(Stored data entries)
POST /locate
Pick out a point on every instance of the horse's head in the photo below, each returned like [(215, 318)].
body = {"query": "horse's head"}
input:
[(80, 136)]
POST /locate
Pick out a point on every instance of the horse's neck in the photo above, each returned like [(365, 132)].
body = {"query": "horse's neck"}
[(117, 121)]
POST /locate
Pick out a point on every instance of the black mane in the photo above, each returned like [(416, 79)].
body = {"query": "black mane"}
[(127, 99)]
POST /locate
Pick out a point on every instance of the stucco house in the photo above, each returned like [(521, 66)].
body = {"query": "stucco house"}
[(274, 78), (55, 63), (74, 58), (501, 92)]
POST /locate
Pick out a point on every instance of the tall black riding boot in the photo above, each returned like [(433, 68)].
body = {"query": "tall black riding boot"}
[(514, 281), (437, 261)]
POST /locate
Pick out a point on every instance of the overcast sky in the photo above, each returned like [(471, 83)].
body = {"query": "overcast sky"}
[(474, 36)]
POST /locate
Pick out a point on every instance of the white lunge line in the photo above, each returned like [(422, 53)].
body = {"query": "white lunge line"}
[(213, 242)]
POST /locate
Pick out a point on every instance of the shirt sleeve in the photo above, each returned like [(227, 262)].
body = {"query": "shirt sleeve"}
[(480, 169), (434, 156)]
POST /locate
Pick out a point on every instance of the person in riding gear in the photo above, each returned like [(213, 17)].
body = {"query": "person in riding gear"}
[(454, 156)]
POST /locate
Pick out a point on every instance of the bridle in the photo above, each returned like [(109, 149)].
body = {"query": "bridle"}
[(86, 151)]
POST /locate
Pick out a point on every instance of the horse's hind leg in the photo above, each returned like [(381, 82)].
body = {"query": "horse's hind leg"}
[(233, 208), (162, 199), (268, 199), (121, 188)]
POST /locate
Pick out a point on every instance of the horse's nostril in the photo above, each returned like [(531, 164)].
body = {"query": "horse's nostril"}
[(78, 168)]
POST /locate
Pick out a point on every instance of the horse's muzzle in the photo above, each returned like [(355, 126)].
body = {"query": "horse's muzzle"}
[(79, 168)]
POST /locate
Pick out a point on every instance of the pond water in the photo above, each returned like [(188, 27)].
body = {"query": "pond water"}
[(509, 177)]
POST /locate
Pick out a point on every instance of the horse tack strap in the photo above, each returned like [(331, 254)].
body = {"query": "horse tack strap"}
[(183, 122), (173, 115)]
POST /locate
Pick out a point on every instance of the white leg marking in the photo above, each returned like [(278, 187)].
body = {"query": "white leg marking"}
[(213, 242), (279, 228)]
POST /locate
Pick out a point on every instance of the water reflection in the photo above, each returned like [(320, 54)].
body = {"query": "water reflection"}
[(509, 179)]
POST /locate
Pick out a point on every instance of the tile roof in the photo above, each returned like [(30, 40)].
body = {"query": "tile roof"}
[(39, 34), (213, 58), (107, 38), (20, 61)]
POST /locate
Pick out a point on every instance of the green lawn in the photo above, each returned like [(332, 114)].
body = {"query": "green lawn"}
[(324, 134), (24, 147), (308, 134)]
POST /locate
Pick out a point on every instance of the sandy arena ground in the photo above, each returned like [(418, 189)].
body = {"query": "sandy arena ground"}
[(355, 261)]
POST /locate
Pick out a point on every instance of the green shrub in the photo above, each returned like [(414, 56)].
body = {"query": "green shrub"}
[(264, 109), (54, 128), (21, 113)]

### About this task
All lines with the word "head" are needed; pull them from the entries and copy each.

### Task solution
Pick out a point on every instance of the horse's head in the photo below, each returned like [(215, 318)].
body = {"query": "horse's head"}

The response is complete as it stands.